**Exercise description**
Pick out every line in the rows below that contains the word "apron", and copy each of those lines in full.

**Input data**
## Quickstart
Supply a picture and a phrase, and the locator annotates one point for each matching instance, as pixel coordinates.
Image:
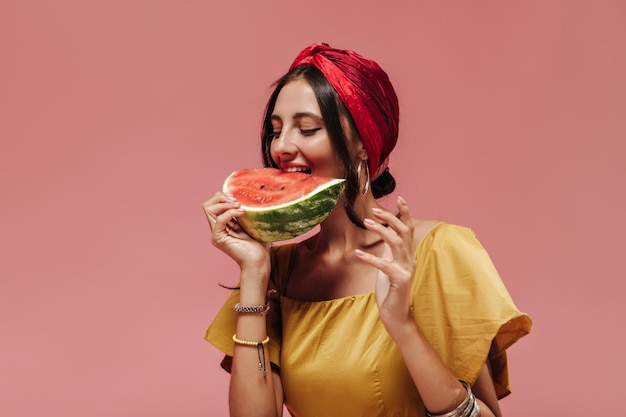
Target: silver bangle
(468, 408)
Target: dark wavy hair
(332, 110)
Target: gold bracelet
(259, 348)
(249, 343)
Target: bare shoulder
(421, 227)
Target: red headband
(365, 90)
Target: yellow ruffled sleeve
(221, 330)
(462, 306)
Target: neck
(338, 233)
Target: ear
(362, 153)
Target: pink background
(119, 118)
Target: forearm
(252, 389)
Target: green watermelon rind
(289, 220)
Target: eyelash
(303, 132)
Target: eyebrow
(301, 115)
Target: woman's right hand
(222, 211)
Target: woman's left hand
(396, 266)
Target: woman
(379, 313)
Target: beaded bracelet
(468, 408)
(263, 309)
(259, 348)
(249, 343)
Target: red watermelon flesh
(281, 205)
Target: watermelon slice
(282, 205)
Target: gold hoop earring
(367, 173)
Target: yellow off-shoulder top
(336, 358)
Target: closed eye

==

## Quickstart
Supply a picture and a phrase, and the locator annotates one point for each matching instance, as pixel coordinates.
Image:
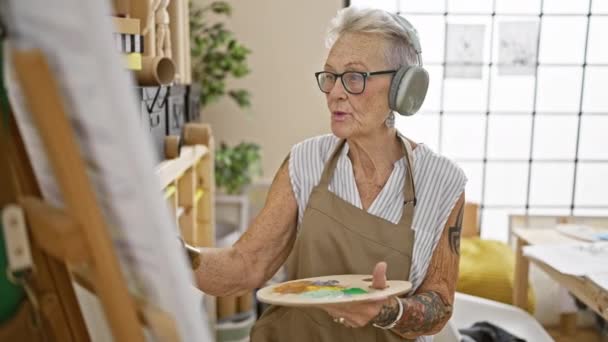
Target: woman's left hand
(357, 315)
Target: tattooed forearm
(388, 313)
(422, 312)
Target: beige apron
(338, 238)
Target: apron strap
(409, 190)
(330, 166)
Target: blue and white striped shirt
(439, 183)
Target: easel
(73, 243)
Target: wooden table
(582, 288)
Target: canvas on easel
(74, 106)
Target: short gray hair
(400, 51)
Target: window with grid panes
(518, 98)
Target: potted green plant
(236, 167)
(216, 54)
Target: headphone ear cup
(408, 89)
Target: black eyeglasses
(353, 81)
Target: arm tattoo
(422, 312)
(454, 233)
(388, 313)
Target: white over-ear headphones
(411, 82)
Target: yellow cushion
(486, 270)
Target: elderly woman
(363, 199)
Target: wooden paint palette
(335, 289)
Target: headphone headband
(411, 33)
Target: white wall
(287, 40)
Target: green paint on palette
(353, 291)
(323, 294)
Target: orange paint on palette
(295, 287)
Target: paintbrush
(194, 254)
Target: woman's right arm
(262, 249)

**Final result**
Target: beige apron
Target: apron strap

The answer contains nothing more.